AUFGABE 1:
Übersetze aus dem Text zu Johannes 13 den Satz »Umstritten ist, ob der „Lieblingsjünger“ eine konkrete Person aus der Geschichte der johanneischen Gemeinde oder eine Symbolfigur darstellen soll.« ins Englische.

VORLIEGENDER TEXT:

Zum Motiv des wunderbaren Vorherwissens Jesu vgl. Mt 26,1f. Die Handlungsinitiative des Gottessohnes wird in Joh 13,3 betont: Er ist Herr des Leidensgeschehens, das er freiwillig auf sich nimmt. Narrativ wird das in Joh 18,5 umgesetzt: Jesus selbst gibt den Anstoß dazu, daß man ihn verhaften kann.
Die Handlung Jesu erhält in V. 6-11 und V. 12-17 zwei verschiedene Deutungen: 1 V. 6-11 steht die Waschung symbolisch für die Reinheit dessen, der durch die Teilhabe (V. 8) an dem in Jesu Tod beschlossenen Heil „rein“, d.h. der Gemeinschaft mit Gott würdig ist; Joh 13,12-17 deutet die Fußwaschung als in dem Bekenntnis zu Jesus („Lehrer, Herr“) impliziertes verpflichtendes Beispiel für die Jünger. In Joh 13,18-20 werden die Handlungsweise des Judas und das geforderte Aufnehmen der von Jesus gesandten Boten einander gegenübergestellt, die Handlungsweise des Judas damit zum Sinnbild auch gegenwärtig erfahrbaren Fehlverhaltens. Nach Joh 13,19 wird sich Jesu Vorherwissen bestätigen, und das soll die Jünger in ihrem Glauben an ihm bestätigen.

13,21-30 Ankündigung des Verräters
Die nach synoptischer Tradition vor dem letzten Mahl Jesu mit seinen Jüngern getroffene, im Johannesevangelium gar nicht im einzelnen berichtete Absprache des Judas mit den Hohenpriestern folgt im Johannesevangelium der ankündigenden Aufdeckung des Geschehens durch Jesus (Joh 13,30). Zeitlich parallel liegen die Vorbereitung dessen, was man Jesus antun wird, und Jesu Verkündigung dessen, was er für die Seinen tun wird (Joh 13,31-14,31), ebenso das ‘Kommen’ des Fürsten dieser Welt (äußerlich ist wohl Judas Ischarioth gemeint; Joh 14,30f. will aber auch auf symbolischer Ebene das „Kommen“ der Bedrängnis für die nachösterliche Gemeinde besagen) und die Belehrung über das notwendige „Bleiben“ der Jünger. - Die Jünger sind (trotz V. 21-23!) ahnungslos über das Vorhaben des Judas, sie begreifen noch nicht, daß jetzt die Passion und damit ihre Situation der Trennung von Jesus beginnt (vgl. Joh 13,33.36). - Nicht Petrus, sondern der Lieblingsjünger als der wahre Hermeneut Jesu erfährt, wer Jesus ausliefern wird. Umstritten ist, ob der „Lieblingsjünger“ eine konkrete Person aus der Geschichte der johanneischen Gemeinde oder eine Symbolfigur darstellen soll.

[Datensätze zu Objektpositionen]
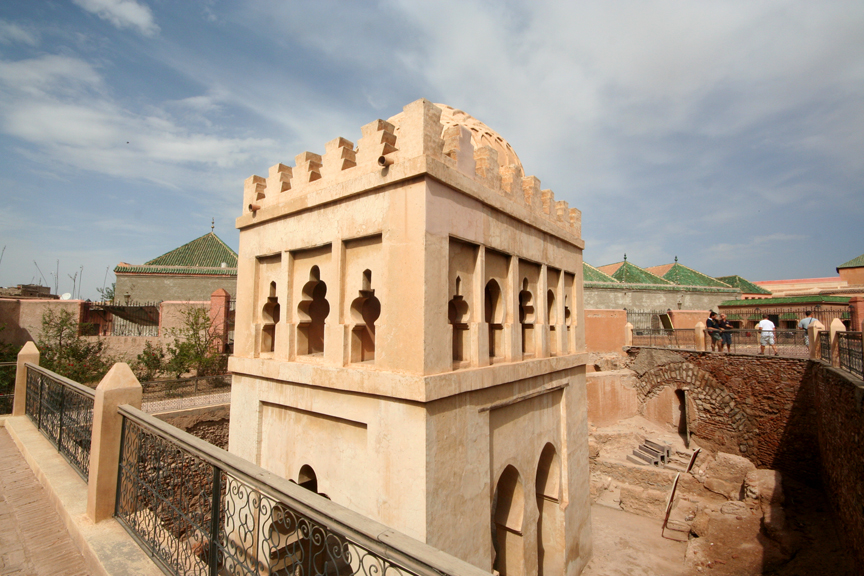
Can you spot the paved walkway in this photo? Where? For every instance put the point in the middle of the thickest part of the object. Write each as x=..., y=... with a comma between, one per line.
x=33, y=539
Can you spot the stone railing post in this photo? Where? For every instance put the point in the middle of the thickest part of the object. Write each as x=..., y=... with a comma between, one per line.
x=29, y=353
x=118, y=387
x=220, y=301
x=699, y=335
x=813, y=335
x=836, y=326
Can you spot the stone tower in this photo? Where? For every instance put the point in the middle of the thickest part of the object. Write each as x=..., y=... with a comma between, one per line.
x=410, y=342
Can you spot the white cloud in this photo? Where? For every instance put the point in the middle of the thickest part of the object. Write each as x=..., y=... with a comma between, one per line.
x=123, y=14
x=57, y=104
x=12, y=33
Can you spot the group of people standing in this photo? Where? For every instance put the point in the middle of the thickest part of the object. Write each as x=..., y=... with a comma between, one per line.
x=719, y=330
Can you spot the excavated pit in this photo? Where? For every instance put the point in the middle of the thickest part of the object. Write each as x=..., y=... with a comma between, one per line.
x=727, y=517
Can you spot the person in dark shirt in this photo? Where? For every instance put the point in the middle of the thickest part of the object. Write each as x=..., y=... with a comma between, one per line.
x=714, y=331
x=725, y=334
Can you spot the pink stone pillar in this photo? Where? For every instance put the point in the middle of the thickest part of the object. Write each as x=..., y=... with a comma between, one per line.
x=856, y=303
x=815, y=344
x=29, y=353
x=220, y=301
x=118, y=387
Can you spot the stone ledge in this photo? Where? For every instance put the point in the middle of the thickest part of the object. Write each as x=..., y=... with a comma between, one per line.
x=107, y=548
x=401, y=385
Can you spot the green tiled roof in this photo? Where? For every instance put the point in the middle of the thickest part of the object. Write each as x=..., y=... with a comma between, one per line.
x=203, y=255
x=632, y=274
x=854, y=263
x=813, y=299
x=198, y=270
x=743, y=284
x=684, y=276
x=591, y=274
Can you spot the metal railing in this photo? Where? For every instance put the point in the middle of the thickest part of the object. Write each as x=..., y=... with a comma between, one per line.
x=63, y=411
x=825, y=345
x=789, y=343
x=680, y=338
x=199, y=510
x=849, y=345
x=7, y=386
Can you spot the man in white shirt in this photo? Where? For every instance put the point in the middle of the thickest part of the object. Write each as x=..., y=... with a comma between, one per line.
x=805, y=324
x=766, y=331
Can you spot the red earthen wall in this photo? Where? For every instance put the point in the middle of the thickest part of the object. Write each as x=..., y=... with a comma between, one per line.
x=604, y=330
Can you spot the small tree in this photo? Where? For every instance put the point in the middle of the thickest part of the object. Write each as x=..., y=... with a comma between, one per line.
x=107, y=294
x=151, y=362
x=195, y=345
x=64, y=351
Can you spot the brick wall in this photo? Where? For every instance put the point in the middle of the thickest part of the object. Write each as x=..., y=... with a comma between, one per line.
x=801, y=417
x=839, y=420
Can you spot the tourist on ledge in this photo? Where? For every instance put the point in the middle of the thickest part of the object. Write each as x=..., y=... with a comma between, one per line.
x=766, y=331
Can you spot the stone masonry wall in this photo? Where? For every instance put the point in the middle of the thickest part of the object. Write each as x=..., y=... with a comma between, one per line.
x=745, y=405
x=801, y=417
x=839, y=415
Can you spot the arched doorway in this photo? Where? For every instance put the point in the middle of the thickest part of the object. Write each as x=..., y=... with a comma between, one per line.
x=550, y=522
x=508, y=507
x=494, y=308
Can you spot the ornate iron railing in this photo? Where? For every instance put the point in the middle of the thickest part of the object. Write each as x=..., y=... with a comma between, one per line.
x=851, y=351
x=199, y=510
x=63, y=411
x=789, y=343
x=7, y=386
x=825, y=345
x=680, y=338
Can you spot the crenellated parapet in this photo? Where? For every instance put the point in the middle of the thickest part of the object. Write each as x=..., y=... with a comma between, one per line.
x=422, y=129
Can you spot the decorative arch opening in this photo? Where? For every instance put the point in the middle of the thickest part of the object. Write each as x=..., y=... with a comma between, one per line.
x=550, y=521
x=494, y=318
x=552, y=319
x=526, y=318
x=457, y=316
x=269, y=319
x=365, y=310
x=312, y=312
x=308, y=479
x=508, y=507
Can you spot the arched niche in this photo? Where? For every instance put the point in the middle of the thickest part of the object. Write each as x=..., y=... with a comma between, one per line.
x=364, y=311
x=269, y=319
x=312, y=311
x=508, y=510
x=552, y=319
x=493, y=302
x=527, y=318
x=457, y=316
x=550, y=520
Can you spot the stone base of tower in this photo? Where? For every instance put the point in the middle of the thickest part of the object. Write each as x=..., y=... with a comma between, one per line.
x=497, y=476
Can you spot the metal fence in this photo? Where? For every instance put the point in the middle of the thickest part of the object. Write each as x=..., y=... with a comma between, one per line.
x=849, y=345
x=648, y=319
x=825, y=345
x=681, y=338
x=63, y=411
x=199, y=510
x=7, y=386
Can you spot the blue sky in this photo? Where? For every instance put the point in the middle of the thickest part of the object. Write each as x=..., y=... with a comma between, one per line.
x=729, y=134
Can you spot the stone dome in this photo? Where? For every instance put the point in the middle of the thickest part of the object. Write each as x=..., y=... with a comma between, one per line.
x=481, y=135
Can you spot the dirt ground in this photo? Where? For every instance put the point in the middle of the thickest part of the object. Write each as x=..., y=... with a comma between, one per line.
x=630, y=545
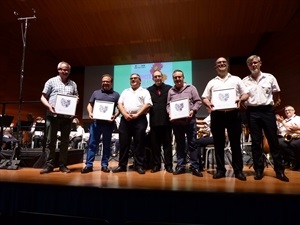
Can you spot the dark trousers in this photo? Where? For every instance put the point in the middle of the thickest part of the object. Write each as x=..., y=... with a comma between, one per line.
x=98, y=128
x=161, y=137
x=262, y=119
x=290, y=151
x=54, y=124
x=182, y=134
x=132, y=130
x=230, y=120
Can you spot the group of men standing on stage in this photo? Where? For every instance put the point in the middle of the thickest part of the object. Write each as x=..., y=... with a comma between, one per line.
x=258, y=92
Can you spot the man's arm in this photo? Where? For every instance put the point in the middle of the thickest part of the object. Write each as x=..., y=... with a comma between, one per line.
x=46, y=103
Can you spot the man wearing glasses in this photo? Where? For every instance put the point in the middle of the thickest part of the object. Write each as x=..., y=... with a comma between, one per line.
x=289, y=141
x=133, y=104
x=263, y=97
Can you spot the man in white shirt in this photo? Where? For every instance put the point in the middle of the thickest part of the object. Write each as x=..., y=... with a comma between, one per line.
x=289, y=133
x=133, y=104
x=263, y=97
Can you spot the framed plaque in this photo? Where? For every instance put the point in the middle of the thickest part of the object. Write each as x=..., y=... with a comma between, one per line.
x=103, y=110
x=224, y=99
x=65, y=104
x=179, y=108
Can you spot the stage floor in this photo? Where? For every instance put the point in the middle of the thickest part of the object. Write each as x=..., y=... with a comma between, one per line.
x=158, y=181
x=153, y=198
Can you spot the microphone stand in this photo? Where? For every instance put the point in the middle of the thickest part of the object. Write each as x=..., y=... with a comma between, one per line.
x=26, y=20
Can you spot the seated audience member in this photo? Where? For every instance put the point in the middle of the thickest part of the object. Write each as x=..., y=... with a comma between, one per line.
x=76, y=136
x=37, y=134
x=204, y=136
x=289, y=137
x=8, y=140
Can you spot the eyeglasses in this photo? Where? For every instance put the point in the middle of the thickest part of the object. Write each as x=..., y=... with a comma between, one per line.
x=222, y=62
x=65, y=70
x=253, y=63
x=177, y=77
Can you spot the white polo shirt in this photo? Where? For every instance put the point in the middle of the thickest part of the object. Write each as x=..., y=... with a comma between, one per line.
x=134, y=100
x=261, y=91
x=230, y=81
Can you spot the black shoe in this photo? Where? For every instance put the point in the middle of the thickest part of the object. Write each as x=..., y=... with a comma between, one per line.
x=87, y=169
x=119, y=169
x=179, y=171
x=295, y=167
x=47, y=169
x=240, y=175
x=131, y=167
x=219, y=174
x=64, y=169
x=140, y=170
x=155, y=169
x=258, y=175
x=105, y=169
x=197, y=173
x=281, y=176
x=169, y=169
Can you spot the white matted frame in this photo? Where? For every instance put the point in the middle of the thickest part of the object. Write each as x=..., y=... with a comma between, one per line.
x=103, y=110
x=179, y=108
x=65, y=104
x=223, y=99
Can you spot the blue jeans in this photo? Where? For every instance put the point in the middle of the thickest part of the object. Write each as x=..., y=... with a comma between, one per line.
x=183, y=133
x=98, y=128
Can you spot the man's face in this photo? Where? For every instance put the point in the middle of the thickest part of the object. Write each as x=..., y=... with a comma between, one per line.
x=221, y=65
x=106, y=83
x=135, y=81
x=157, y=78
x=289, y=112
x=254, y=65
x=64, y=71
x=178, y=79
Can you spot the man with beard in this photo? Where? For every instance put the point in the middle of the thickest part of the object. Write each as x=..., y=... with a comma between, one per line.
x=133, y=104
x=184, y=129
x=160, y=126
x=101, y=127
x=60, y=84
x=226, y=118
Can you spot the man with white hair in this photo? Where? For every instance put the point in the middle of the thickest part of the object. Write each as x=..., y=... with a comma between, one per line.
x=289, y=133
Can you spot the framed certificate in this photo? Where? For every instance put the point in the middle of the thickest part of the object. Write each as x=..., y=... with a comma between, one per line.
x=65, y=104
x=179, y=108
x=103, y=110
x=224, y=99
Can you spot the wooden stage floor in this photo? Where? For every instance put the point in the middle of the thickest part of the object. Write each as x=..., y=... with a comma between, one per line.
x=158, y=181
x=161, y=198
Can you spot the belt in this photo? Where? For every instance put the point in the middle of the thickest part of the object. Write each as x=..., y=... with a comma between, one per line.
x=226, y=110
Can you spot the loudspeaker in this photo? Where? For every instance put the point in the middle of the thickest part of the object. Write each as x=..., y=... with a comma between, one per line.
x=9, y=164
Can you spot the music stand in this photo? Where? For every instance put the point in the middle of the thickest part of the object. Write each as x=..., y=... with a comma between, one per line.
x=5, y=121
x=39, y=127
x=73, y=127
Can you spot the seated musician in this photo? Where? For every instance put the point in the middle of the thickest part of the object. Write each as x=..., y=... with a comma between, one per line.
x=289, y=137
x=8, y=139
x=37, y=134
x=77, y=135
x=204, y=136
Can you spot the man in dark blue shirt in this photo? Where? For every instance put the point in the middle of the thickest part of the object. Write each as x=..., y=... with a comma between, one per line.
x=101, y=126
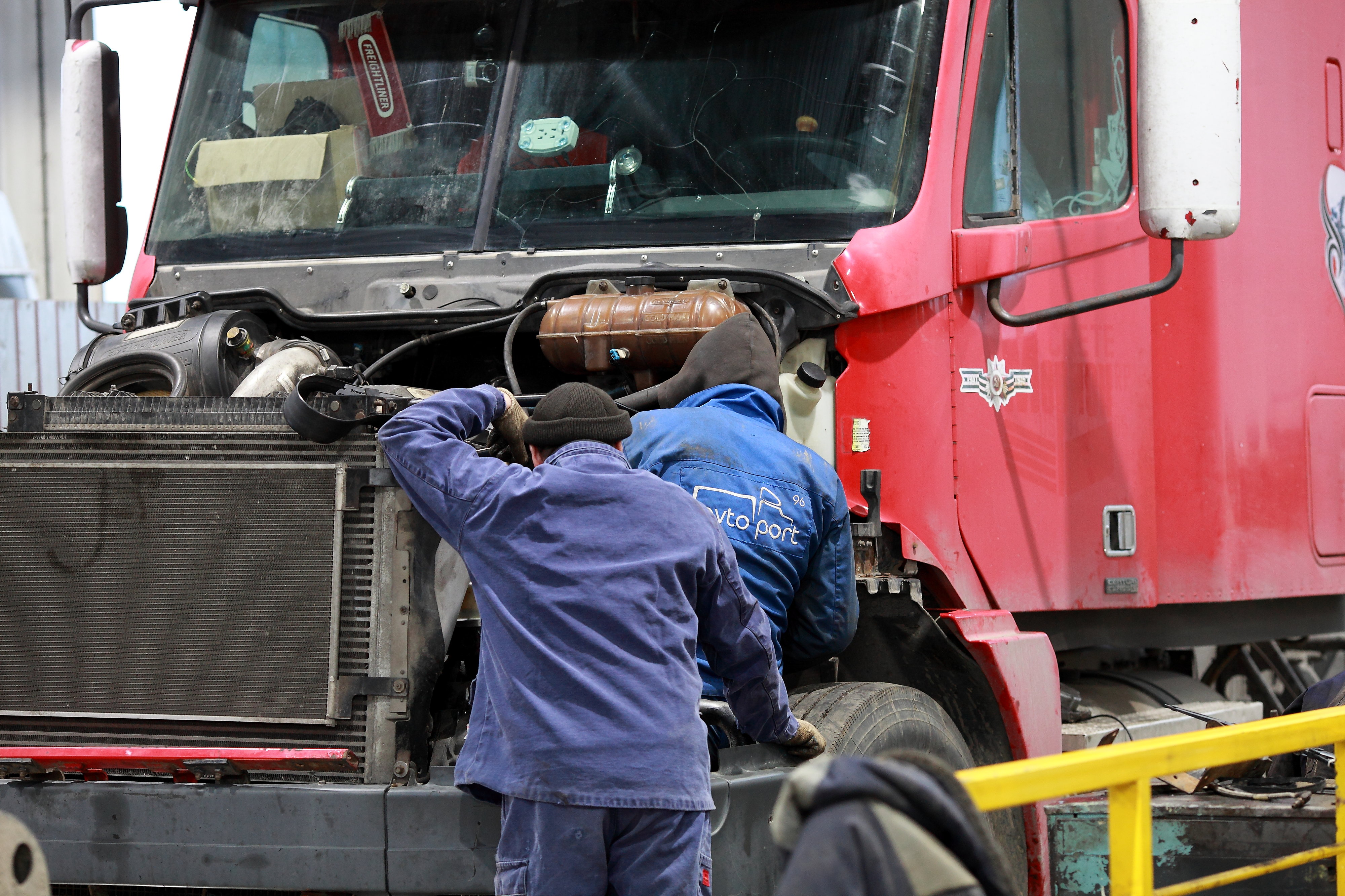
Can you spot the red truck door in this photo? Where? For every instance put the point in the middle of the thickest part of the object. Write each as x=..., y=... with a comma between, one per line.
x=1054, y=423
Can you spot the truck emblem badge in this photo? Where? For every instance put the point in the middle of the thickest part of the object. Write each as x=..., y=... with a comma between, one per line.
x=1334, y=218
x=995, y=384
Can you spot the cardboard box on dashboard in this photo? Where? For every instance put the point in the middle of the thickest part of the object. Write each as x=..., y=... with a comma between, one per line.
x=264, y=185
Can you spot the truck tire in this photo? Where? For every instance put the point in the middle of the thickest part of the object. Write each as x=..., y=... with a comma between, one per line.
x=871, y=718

AUFGABE 2:
Stelle aus den Datensätzen die Zeilen als nummerierte Liste dar. Beginne mit der Zeile mit "Can you spot the belt" und fahre bis einschließlich der Zeile mit "x=264, y=185" fort, ohne Leerzeilen und ohne die Bilder.

VOLLSTÄNDIGE ANTWORT 1:
Whether the "beloved disciple" is meant to represent a specific person from the history of the Johannine community or a symbolic figure is disputed.

VOLLSTÄNDIGE ANTWORT 2:
1. Can you spot the belt in this photo? Where? For every instance put the point in the middle of the thickest part of the object. Write each as x=..., y=... with a comma between, one per line.
2. x=226, y=110
3. Can you spot the loudspeaker in this photo? Where? For every instance put the point in the middle of the thickest part of the object. Write each as x=..., y=... with a comma between, one per line.
4. x=9, y=164
5. Can you spot the music stand in this photo? Where? For every instance put the point in the middle of the thickest part of the object. Write each as x=..., y=... with a comma between, one per line.
6. x=5, y=121
7. x=39, y=127
8. x=73, y=127
9. Can you spot the seated musician in this photo? Where? For every instance put the point in the middle of the thickest part of the object. Write each as x=..., y=... with a comma between, one per line.
10. x=289, y=137
11. x=8, y=139
12. x=37, y=134
13. x=77, y=135
14. x=204, y=136
15. Can you spot the man in dark blue shirt in this photo? Where? For every instance put the point in the middle of the thickest part of the object. Write each as x=..., y=... with a comma between, one per line.
16. x=101, y=126
17. Can you spot the red truck door in this photo? Where? For every instance put the point in the middle of the thickest part of the object. Write each as x=..., y=... with a comma between, one per line.
18. x=1054, y=423
19. Can you spot the truck emblem badge in this photo? Where? For every instance put the point in the middle of the thickest part of the object. Write each as x=..., y=... with a comma between, one per line.
20. x=1334, y=218
21. x=995, y=384
22. Can you spot the cardboard box on dashboard in this photo? Where? For every instance put the point in the middle of the thickest part of the object. Write each as x=..., y=... with a comma between, one per line.
23. x=264, y=185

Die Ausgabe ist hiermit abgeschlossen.